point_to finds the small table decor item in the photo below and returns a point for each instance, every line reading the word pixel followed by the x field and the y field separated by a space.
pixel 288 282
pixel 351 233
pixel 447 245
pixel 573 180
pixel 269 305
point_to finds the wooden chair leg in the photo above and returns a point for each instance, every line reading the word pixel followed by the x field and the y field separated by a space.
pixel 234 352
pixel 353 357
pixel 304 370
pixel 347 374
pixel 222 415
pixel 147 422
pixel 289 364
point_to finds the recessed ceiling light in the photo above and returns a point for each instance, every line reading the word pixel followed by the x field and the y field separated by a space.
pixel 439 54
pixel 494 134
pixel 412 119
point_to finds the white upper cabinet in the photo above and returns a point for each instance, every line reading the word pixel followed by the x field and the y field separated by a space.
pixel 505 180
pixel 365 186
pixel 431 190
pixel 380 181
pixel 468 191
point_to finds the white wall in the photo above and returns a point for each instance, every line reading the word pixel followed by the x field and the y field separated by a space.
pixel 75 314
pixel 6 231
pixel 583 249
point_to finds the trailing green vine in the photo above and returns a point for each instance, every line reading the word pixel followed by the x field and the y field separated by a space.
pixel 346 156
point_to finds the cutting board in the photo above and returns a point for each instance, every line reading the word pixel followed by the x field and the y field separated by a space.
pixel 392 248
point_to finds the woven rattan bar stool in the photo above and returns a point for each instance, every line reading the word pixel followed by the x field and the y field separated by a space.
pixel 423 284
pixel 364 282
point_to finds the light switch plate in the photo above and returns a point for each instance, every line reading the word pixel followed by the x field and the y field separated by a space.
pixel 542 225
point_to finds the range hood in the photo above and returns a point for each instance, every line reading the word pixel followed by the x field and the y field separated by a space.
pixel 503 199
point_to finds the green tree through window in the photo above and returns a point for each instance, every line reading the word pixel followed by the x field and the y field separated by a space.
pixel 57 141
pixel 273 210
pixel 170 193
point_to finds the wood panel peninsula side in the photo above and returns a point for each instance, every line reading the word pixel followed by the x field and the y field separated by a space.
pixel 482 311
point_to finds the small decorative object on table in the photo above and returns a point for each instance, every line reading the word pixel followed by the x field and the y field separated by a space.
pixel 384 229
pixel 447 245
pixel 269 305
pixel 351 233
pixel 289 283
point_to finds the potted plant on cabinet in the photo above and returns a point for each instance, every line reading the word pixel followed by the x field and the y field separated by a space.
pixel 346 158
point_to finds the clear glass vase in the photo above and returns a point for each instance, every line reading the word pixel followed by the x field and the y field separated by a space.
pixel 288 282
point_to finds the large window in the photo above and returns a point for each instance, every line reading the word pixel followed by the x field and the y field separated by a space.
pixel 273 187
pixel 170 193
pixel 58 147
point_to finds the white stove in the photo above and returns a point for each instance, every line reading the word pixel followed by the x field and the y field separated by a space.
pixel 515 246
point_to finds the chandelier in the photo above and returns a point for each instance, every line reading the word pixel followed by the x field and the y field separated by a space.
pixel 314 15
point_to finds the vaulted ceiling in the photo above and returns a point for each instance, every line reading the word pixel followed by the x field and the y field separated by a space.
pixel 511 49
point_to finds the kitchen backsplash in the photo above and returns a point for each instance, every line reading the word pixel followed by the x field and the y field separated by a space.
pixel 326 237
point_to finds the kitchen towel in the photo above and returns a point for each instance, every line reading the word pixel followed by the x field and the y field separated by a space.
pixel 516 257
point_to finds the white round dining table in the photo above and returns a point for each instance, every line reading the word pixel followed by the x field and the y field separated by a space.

Exercise requirements
Please repeat, word for word, the lines of the material between the one holding "point_to finds the large" and the one holding "pixel 515 246", inclusive.

Expected answer
point_to finds the large window in the photo above and returns a point for each instance, every line reading the word pixel followed by the x field and the y field separated by a space.
pixel 273 187
pixel 170 193
pixel 58 147
point_to finds the white stove in the photo above and returns a point for each instance, every line reading the word pixel followed by the x field and the y field separated by a space.
pixel 515 246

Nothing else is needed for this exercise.